[Set task] Reproduce the listing from its start through the line containing "234,164 -> 253,206", keeping every line, requests included. Multiply each bounding-box coordinate in the answers by 0.25 and round to whole numbers, rounding halves up; leave the numbers in the requests and their format samples unchanged.

[Some records]
....................

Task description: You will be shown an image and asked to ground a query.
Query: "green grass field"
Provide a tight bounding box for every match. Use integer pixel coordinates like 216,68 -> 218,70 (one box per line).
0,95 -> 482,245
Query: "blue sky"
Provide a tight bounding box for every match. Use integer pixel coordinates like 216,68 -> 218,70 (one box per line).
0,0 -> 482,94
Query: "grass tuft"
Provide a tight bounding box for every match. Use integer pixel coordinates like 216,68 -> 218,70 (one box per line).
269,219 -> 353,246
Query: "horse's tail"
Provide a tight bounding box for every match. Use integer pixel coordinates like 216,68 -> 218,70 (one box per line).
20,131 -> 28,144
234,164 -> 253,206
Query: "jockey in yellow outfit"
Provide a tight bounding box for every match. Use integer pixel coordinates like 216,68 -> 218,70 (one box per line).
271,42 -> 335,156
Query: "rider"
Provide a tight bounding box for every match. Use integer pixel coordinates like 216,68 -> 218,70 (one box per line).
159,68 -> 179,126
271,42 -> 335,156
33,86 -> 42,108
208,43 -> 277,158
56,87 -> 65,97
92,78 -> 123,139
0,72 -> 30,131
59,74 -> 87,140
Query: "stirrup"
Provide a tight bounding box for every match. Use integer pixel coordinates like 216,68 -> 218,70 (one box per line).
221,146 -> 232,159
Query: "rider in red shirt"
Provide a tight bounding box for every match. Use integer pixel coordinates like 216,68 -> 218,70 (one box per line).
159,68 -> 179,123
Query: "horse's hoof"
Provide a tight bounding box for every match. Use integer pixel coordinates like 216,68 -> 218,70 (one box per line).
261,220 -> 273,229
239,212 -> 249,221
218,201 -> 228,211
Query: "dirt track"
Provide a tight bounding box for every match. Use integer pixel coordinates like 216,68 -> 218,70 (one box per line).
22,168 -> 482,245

....................

[The reply]
Task description: You will be shown an image and asked to ground a query.
Query: "green grass field"
Provide a tight bounding box for every match. Use integer pixel coordinates like 216,68 -> 218,70 (one box per line).
0,24 -> 121,61
Query: "blue sky"
Provide a tight bounding box for every match. Use integer pixel coordinates like 216,68 -> 218,70 (one box per line).
0,0 -> 121,24
Query: "grass tuft"
Provide a tight bounding box for every match. Use integer pixel coordinates like 216,68 -> 218,70 (one box per line).
67,55 -> 88,62
Query: "horse's tail"
Provide a tight bounding box for every match. Use integer pixel coordinates like 216,68 -> 218,70 (one box per line).
5,33 -> 7,36
59,41 -> 63,52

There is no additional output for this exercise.